— EXERCISE DIRECTIONS —
Write out all records as given; omit images.

Rows from a pointing dataset:
** BEGIN **

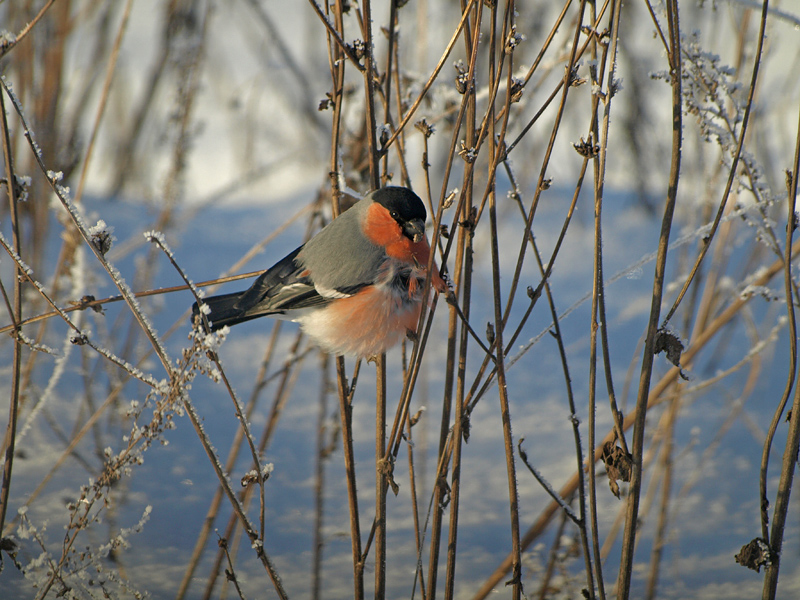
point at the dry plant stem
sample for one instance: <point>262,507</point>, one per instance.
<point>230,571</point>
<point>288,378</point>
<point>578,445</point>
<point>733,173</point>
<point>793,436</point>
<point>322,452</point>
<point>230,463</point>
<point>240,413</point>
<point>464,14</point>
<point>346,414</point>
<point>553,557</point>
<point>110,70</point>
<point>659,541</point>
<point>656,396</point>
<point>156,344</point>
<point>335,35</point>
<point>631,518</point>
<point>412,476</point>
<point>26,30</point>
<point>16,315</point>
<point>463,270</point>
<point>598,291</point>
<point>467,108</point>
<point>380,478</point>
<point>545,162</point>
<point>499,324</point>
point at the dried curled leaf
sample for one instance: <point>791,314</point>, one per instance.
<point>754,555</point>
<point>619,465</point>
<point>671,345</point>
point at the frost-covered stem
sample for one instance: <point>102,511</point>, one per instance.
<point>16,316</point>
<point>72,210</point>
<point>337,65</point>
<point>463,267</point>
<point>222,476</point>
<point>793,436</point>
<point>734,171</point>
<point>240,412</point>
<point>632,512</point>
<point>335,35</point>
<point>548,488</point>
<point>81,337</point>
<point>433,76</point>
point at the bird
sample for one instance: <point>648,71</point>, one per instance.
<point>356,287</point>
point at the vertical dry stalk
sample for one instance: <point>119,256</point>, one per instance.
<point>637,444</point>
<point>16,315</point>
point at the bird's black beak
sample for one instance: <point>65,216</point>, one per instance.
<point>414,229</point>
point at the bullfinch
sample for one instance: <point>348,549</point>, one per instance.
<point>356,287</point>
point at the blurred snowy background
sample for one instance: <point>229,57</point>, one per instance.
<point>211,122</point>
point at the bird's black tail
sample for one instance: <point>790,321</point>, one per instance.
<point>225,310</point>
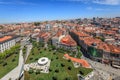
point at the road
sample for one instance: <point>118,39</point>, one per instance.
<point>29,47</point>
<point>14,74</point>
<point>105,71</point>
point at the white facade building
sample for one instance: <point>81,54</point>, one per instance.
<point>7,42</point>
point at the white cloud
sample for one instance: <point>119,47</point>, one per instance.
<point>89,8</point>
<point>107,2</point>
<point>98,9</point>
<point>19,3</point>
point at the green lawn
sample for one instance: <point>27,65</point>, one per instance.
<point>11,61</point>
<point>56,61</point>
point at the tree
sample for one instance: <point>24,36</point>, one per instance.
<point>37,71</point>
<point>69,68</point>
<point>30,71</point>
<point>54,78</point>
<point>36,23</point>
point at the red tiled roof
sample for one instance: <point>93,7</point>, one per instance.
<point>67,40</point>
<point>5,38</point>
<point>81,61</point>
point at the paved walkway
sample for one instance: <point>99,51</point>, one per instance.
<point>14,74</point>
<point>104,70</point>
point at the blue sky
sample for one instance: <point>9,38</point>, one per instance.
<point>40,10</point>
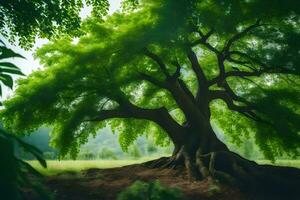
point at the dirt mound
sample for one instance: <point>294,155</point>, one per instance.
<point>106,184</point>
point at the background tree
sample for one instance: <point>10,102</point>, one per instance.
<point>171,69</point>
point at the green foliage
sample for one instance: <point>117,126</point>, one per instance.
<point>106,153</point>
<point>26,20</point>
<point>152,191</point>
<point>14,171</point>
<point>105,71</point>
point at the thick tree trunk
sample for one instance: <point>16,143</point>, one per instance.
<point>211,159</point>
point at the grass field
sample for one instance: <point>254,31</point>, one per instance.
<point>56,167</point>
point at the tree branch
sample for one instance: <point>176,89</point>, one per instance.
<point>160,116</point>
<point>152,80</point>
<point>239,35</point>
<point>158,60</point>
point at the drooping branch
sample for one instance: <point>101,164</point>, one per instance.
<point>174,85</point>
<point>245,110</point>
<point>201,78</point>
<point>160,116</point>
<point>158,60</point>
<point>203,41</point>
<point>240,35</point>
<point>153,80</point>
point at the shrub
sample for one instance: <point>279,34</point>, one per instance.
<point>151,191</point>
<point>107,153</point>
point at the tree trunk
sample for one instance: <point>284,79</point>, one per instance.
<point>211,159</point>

** END **

— COMPLETED EXERCISE —
point at the dry plant stem
sample for one instance: <point>262,507</point>, one per instance.
<point>230,571</point>
<point>288,378</point>
<point>578,445</point>
<point>733,173</point>
<point>793,436</point>
<point>322,452</point>
<point>230,463</point>
<point>240,413</point>
<point>464,14</point>
<point>346,414</point>
<point>553,557</point>
<point>110,70</point>
<point>659,541</point>
<point>656,396</point>
<point>156,344</point>
<point>335,35</point>
<point>631,518</point>
<point>412,476</point>
<point>26,30</point>
<point>16,315</point>
<point>463,270</point>
<point>598,291</point>
<point>467,108</point>
<point>380,478</point>
<point>545,162</point>
<point>499,324</point>
point at the dried curled leaf
sample for one instance: <point>791,314</point>, one per instance.
<point>754,555</point>
<point>619,465</point>
<point>671,345</point>
point at the frost-covered stem
sample for one instance: <point>102,511</point>, one per instance.
<point>16,316</point>
<point>72,210</point>
<point>337,65</point>
<point>463,267</point>
<point>222,476</point>
<point>793,436</point>
<point>734,171</point>
<point>240,412</point>
<point>632,512</point>
<point>335,35</point>
<point>548,488</point>
<point>81,337</point>
<point>433,76</point>
point at the bird
sample for one instance: <point>648,71</point>, one per instance.
<point>356,287</point>
point at the vertical dry stalk
sample for one instance: <point>119,256</point>, one per instance.
<point>637,444</point>
<point>16,315</point>
point at the bird's black beak
sample for one instance: <point>65,216</point>, one per instance.
<point>414,229</point>
point at the bullfinch
sample for one instance: <point>348,549</point>, one per instance.
<point>356,287</point>
point at the blurred snowy background
sample for one instance: <point>229,57</point>, one per instance.
<point>211,122</point>
point at the bird's black tail
sample for one instance: <point>790,321</point>, one per instance.
<point>225,310</point>
point at the road
sample for one instance: <point>118,39</point>, one per instance.
<point>29,47</point>
<point>14,74</point>
<point>105,71</point>
point at the white facade building
sample for one instance: <point>81,54</point>, one per instance.
<point>7,42</point>
point at the white cloud
sample for one instance: <point>119,47</point>, one per instance.
<point>89,8</point>
<point>107,2</point>
<point>98,9</point>
<point>19,3</point>
point at the green lawn
sample for one instance: <point>27,65</point>, one per instance.
<point>11,61</point>
<point>56,61</point>
point at the tree
sample for one instance: <point>24,36</point>, one per instance.
<point>37,71</point>
<point>69,68</point>
<point>30,71</point>
<point>54,78</point>
<point>36,23</point>
point at the red tiled roof
sample for one instance: <point>93,7</point>, one per instance.
<point>67,40</point>
<point>5,38</point>
<point>81,61</point>
point at the paved walkway
sample for one instance: <point>99,51</point>, one per instance.
<point>14,74</point>
<point>104,70</point>
point at the blue sky
sample for one instance: <point>9,38</point>, one per instance.
<point>40,10</point>
point at the dirt mound
sample for one instance: <point>294,155</point>, one per instance.
<point>106,184</point>
point at the background tree
sample for one instance: <point>10,102</point>, one per instance.
<point>171,69</point>
point at the green foliage
sample for one instance: <point>117,126</point>, one per instance.
<point>106,153</point>
<point>26,20</point>
<point>152,191</point>
<point>14,171</point>
<point>105,71</point>
point at the thick tree trunk
sample for one instance: <point>16,143</point>, one per instance.
<point>211,159</point>
point at the grass field
sample for one instance: <point>254,31</point>, one per instance.
<point>56,167</point>
point at the tree branch
sample for one instance: <point>176,89</point>, one per instance.
<point>160,116</point>
<point>152,80</point>
<point>239,35</point>
<point>158,60</point>
point at the drooping branch
sample for one instance: <point>101,164</point>, one per instance.
<point>174,85</point>
<point>245,110</point>
<point>201,78</point>
<point>160,116</point>
<point>158,60</point>
<point>203,41</point>
<point>240,35</point>
<point>153,80</point>
point at the shrub
sample for one instance: <point>279,34</point>, one per instance.
<point>151,191</point>
<point>107,153</point>
point at the tree trunk
sample for one instance: <point>284,79</point>, one per instance.
<point>211,159</point>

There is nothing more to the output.